**PROBLEM TO WORK ON:**
Output every line from the beginning of the records through the line that contains "105L344 74L294 73L267", exactly as it appears.

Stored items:
....

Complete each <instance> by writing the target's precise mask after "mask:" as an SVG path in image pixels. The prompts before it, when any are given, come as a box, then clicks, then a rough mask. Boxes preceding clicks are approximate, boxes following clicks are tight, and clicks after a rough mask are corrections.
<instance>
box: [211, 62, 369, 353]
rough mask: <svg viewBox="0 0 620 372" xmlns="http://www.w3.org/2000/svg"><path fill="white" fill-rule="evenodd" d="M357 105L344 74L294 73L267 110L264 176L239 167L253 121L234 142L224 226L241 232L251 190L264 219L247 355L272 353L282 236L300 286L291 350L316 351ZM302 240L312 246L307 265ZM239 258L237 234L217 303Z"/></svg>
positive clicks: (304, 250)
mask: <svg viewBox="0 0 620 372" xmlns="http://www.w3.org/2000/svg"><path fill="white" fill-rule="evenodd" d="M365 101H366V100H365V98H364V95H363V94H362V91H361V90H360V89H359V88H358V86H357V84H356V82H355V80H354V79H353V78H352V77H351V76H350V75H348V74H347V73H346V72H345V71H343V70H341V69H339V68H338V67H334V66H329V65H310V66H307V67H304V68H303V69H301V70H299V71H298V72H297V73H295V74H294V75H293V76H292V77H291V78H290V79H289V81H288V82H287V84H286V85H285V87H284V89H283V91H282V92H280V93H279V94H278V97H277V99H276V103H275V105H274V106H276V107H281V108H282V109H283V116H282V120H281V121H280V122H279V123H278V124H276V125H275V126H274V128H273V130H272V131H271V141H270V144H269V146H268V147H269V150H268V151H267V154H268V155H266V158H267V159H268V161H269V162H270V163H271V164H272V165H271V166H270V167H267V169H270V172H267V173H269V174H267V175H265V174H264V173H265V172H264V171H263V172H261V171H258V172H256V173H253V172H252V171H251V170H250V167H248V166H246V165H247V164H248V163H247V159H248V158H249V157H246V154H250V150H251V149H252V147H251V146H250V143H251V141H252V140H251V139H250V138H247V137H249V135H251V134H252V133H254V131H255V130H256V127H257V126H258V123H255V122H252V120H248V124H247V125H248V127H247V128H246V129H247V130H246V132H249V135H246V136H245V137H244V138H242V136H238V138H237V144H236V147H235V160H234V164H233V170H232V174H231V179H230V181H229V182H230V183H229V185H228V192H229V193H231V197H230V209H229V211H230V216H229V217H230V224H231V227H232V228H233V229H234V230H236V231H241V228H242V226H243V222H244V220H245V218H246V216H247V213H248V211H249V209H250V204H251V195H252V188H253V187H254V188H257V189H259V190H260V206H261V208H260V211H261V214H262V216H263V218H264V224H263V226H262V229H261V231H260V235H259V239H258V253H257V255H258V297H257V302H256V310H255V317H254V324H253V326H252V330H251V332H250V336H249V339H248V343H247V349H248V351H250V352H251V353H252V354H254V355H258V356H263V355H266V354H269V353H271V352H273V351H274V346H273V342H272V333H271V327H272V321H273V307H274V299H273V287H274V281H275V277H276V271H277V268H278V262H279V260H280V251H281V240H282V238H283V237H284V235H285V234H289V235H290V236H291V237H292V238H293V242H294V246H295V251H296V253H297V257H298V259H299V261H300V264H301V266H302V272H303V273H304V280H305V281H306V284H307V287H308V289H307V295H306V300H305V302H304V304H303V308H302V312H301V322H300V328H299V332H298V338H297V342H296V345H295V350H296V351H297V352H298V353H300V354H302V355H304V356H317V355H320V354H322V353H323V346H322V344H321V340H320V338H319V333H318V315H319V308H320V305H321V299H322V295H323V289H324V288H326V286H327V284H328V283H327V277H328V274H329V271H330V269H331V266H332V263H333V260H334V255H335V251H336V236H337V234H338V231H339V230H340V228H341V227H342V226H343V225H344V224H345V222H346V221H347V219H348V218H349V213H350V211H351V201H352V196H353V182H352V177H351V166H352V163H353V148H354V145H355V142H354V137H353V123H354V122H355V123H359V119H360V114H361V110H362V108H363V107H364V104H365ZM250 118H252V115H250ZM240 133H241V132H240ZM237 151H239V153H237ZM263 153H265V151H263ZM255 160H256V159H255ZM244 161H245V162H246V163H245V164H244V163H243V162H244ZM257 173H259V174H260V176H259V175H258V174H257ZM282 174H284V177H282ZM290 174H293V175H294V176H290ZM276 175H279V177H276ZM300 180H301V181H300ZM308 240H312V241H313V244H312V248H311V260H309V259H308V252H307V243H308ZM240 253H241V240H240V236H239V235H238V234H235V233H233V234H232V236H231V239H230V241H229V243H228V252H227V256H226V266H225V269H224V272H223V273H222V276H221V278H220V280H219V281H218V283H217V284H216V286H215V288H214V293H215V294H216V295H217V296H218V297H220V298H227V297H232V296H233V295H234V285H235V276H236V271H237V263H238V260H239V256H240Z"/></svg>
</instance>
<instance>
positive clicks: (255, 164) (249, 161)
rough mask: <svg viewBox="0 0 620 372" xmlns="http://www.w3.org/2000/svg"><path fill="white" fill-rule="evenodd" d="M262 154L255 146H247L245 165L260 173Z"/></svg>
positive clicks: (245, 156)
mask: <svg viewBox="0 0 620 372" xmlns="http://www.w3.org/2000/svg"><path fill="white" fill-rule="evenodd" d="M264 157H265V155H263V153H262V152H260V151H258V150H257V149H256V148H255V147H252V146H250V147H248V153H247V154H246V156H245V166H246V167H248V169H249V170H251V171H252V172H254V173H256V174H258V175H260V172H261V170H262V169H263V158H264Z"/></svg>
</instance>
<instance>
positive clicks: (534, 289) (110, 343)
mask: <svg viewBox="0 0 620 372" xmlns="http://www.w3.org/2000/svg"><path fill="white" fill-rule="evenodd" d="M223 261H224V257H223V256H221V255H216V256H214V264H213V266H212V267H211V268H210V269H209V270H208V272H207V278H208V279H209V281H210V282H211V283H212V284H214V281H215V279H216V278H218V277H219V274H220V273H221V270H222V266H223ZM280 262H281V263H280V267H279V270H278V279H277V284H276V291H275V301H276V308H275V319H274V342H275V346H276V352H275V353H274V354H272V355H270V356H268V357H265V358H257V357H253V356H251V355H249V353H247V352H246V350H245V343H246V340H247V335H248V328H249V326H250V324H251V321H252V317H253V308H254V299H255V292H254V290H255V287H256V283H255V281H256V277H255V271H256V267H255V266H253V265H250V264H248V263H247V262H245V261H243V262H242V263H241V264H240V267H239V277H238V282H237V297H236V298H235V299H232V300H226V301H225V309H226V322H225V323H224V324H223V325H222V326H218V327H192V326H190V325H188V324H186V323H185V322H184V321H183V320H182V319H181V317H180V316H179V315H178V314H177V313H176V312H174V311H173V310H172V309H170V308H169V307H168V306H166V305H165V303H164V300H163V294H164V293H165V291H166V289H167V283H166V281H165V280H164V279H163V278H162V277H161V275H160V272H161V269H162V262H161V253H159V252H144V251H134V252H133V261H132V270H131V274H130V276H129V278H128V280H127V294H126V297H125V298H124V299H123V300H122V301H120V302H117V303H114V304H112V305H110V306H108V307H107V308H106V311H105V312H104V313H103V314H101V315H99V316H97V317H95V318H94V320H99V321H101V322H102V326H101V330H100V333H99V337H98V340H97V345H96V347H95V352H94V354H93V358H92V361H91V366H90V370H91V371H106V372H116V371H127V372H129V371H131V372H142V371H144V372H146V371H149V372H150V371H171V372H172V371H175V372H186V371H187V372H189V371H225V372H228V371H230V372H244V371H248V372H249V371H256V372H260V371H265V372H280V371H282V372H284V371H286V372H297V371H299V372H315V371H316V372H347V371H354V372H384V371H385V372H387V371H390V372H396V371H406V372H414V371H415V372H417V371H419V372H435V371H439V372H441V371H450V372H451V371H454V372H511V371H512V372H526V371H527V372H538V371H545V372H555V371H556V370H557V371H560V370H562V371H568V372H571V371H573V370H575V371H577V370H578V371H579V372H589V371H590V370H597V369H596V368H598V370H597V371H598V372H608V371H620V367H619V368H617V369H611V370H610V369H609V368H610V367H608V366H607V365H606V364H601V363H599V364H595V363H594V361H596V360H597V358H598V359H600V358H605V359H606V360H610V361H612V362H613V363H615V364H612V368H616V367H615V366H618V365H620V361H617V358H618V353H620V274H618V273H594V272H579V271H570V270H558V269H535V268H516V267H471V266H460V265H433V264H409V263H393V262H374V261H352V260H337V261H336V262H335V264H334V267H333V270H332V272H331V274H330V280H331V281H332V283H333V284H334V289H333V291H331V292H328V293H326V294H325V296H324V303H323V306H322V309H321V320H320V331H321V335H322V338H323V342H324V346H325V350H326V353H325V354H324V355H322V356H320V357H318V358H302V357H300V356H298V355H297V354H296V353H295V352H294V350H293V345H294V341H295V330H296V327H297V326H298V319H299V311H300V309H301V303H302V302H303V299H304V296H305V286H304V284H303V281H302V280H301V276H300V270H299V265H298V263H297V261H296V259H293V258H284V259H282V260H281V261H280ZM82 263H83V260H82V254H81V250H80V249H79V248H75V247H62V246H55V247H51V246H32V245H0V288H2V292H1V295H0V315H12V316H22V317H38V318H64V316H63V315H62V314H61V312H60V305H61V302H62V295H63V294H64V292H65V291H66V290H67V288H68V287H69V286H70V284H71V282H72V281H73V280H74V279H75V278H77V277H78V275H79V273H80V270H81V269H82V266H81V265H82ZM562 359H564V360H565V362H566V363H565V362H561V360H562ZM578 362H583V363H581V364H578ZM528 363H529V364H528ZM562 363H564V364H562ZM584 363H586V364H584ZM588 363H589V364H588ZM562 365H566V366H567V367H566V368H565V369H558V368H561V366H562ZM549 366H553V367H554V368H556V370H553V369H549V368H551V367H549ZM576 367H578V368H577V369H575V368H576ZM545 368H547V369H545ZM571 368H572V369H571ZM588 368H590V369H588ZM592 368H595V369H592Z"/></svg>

....

**ANSWER AREA:**
Complete each <instance> by writing the target's precise mask after "mask:" as an SVG path in image pixels. The prompts before it, when any are given, come as a box, then clicks, then a rough mask. Boxes preceding clicks are approximate, boxes following clicks are tight, and clicks after a rough mask are corrections.
<instance>
box: [211, 62, 369, 353]
rough mask: <svg viewBox="0 0 620 372" xmlns="http://www.w3.org/2000/svg"><path fill="white" fill-rule="evenodd" d="M357 105L344 74L294 73L267 110L264 176L239 167L253 121L234 142L224 226L241 232L251 190L264 219L247 355L272 353L282 236L300 286L291 350L316 351ZM302 240L312 246L307 265ZM239 258L237 234L217 303Z"/></svg>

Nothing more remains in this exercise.